**What you should do**
Each record that follows is to be output in full, precisely as written.

··· Data listing ···

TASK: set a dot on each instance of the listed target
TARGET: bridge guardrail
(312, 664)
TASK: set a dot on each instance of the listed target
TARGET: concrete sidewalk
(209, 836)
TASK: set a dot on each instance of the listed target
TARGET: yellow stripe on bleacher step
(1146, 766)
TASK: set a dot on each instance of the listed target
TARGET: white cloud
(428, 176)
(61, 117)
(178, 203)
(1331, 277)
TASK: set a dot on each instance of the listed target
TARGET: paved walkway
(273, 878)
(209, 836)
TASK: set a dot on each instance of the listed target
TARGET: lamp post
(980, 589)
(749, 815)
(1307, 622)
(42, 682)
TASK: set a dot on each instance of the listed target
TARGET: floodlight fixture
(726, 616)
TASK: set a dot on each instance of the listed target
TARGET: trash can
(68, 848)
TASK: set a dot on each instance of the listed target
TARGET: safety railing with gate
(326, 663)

···

**Response to the exercise**
TASK: set a dot on each instance of the listed target
TARGET: bridge guardrail
(312, 664)
TASK: set a dot on each instance of the listed target
TARGET: concrete sidewalk
(209, 836)
TASK: set a dot on each instance of the listed target
TARGET: yellow stripe on bleacher step
(1146, 766)
TASK: set a dot on each instance of the listed target
TARGET: white cloud
(428, 176)
(61, 117)
(178, 203)
(1331, 277)
TASK: set a dot on each instance of the listed target
TARGET: paved walkway
(273, 878)
(209, 836)
TASK: set a dot on each instance of the listed target
TARGET: lamp post
(980, 589)
(749, 815)
(1307, 622)
(42, 682)
TASK: set a dot on each instance of the listed target
TARGET: floodlight fixture
(726, 616)
TASK: set a dot on each instance of the listed target
TARGET: trash can
(68, 848)
TASK: set a dot on each instance of the listed target
TARGET: safety railing with gate
(326, 663)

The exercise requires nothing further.